§ **Records to use**
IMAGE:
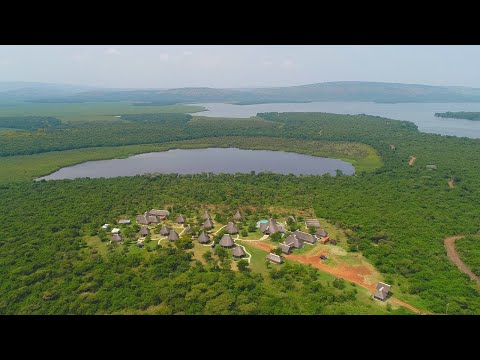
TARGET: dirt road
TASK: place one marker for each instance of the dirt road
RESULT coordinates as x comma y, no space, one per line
455,258
356,275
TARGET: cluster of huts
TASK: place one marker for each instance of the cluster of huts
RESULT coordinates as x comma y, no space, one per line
294,240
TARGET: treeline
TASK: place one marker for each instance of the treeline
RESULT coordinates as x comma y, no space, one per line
397,215
460,115
46,267
28,122
469,250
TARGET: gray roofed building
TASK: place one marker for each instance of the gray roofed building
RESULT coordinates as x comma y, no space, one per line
165,230
381,291
271,227
188,230
312,223
153,219
203,238
116,238
321,233
231,228
173,235
180,219
238,252
277,259
142,219
161,213
144,231
208,224
226,241
293,241
238,216
305,236
285,248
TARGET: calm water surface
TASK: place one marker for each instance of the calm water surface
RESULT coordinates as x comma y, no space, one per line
215,160
422,114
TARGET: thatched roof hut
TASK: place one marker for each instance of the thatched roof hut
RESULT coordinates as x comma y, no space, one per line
173,235
208,224
321,233
153,219
206,215
165,230
231,228
144,231
293,241
203,238
188,230
238,216
142,219
161,213
238,252
271,227
116,238
303,236
285,248
226,241
181,219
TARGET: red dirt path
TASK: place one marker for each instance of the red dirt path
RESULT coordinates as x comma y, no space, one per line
353,274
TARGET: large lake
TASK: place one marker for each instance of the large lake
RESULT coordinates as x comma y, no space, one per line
214,160
421,114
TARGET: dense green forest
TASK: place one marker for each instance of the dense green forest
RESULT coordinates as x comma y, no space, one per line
397,215
469,250
460,115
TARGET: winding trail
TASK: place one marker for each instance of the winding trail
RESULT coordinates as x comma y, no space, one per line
455,258
356,277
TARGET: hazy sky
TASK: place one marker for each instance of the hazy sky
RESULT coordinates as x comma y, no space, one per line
169,66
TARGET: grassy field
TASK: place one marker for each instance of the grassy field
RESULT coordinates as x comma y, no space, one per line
86,112
28,167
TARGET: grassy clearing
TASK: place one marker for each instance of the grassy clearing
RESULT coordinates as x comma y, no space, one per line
87,112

§ **What you have to do**
Find every line in the listing that has the string "treeline", then give the count by itself.

§ **Task result**
2